**SELECTED PASSAGE**.
2001-05-17 - 9:09 a.m.

I feel like this is the first spring I've ever noticed all the blooms. Either they are incredible becuz of the rain this year, or I've just opened my eyes more. The colors, the fullness falling over like falls of water. IT's amazing.

I cried a little on the way to work becuz I was thinking on the day after the 'x' broke up with me and my Dad was leaving to fly back home. He dropped me off at work to meet my pals there. They were anxiously waiting to hear how the BIG boyfriend mtg the dad weekend went. That morning my sadness woke me up at 5 a.m. I had never in my life experienced sadness that woke me and preventing me from eating. ever.

I called my dad to see if he was up. we had never really been connected before, this was a miracle for us. He was of course up, I went over to his hotel and he and I sat on the concrete sidewalk and let silence seep in and out of the sadness. Bebe, his woman, was great. So quiet and loving. She knew what to say. I saw her self on the inside and I liked the strong woman that resided there. I know she's been through a lot of heartache. My dad and I watched the morning. We talked about my grandpa (on my mom's side) who was in the hospital. He was sad cuz grandpa was more of a dad to him than his own. Later that day he went on a surprise visit to the hospital in san diego. i love him for that.

**PROBLEMS AND TASKS**.
• A. In the diary entry, at what hour did sadness wake the writer on the morning after the breakup?
• B. Could you carry on the diary entry about the spring blooms and the writer's dad from the point where it stops?
The lines after this have no connection to the diary entry.

**INFORMATION PROVIDED**.
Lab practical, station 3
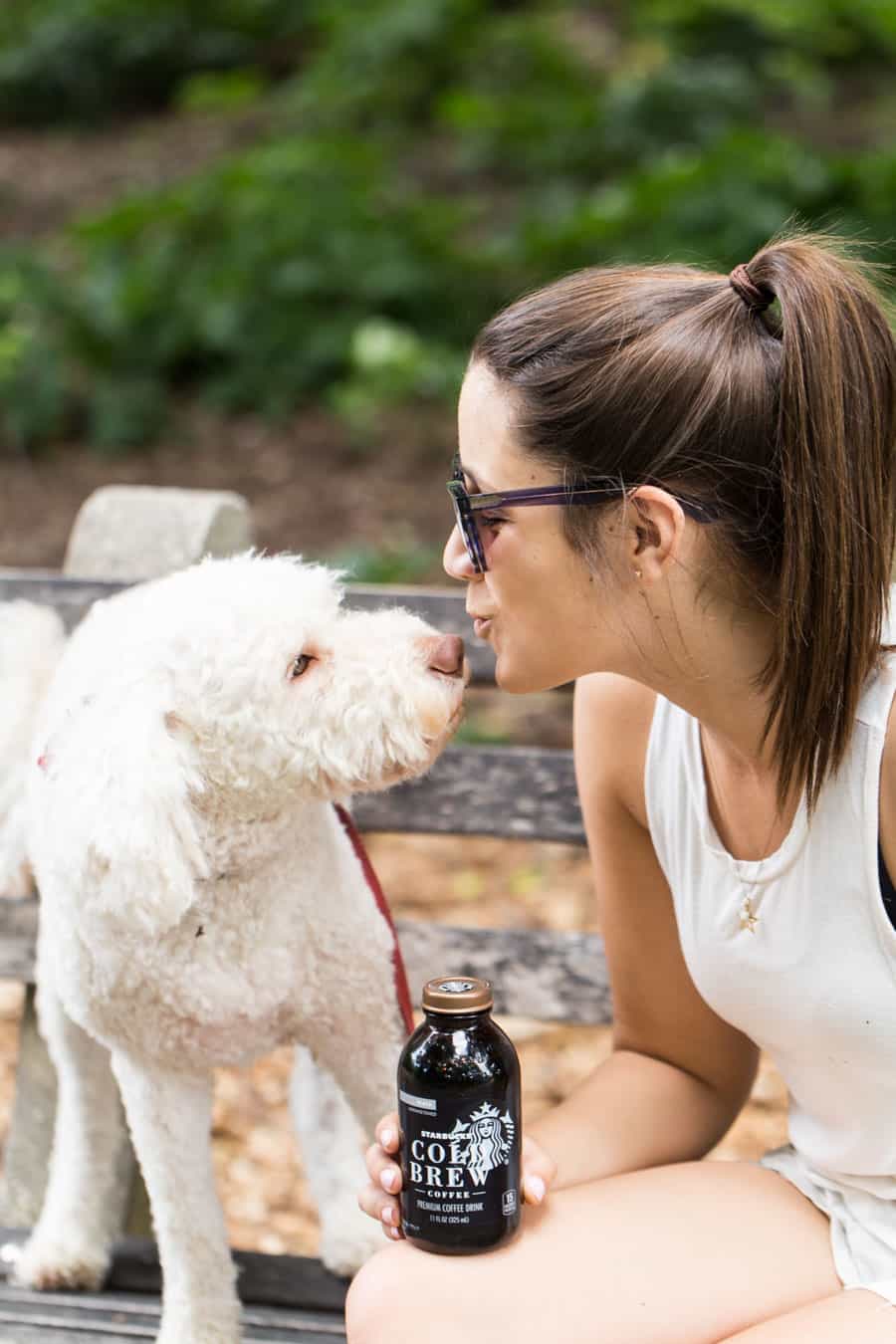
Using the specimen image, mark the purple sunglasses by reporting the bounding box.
[446,453,722,573]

**TASK RESULTS**.
• A. At 5 a.m.

• B.
My dad dropped me off, he met my friends. I walked up the stairs i first saw my friend ricki and i pulled him outside. i sobbed and sobbed. i told my bosslady. i cried, i knew that she knows me and that it was okay. i checked out at the computer all day in a void. everyone seemed to understand. ber said great things. laurie helped me to understand the meaning of it all. waterwoman made me laugh in between. i felt so safe to have brothers there. to have strong women.

i finally understood the strange perfection of the universe. cuz months b4 this i desperately wanted to leave the place and get a new job, but nothing availed. during those moments i was so grateful to have a safe place to feel.

more is always revealed. now i'm starting to understand that even the break is the best. that as i sob i can't even hate 'x' for breaking me inside. because i admire him for having the courage to break such strong love becuz we both new somewhere that it wasn't right. many people just stay. and i dont' know if i would of had the same courage.